RECORDS SUPPLIED:
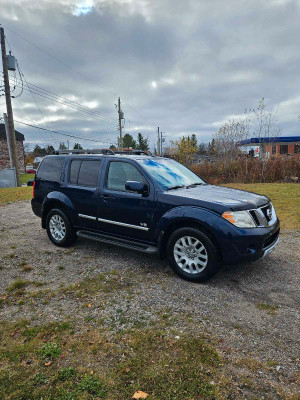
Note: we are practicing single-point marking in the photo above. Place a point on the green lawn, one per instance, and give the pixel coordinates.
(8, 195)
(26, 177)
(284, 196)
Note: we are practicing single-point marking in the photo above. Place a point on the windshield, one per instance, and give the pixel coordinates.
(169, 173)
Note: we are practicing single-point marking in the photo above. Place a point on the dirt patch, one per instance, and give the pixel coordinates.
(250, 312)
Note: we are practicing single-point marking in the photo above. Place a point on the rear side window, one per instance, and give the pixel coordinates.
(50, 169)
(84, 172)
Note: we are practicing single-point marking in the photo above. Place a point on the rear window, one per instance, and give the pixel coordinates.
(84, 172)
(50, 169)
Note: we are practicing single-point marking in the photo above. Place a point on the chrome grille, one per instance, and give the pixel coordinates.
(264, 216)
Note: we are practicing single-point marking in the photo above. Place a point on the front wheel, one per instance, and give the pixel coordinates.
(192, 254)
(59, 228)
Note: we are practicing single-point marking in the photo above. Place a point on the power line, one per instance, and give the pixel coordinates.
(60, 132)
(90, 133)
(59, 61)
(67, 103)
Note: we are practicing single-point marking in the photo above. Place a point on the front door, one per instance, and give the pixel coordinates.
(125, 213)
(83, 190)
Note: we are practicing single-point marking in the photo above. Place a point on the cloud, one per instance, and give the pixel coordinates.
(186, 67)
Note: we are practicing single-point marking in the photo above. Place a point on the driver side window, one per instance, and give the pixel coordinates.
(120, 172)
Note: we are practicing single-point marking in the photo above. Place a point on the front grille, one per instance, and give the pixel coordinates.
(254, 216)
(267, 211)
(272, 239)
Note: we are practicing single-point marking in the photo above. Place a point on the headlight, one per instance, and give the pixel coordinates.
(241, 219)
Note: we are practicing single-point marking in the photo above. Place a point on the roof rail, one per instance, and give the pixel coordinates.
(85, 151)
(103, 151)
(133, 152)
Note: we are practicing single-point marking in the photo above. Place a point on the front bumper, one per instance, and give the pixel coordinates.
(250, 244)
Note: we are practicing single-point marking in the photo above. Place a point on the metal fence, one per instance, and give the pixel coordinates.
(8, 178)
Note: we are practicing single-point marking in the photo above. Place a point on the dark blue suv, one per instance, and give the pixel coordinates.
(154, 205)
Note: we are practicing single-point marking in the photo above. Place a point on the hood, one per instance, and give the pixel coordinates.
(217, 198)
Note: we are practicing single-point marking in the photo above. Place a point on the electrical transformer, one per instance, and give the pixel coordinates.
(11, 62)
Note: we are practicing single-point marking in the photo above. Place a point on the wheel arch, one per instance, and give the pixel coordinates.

TASK TO COMPLETE:
Would you quote, exactly and only, the lines from the one containing "front bumper, one" to the end of the entries?

SOLUTION FOR THIS PROBLEM:
Note: we are practicing single-point marking in the photo above. Place a point on the front bumper, one per instance, and give the pixel coordinates.
(250, 244)
Note: we are practicing single-point marking in the photo above. Place a point on the metal fence, one per instance, and give the pixel coordinates.
(8, 178)
Note: we are practicing single-point marking in the photo above. Place a point on the dark blue suv, one per instance, and give the pixel coordinates.
(154, 205)
Note: we are practicing single-point marking in the photo above. Place a point on the hood, one per instance, and give the pixel coordinates.
(217, 198)
Note: we are practicing single-point marking in the photo above. Place a point on the electrical transformer, one per instance, and give the pixel coordinates.
(11, 62)
Note: we are practicing single-point marking in the photo above. Place a point on the wheel arch, one per instance, and give the pixel coordinates.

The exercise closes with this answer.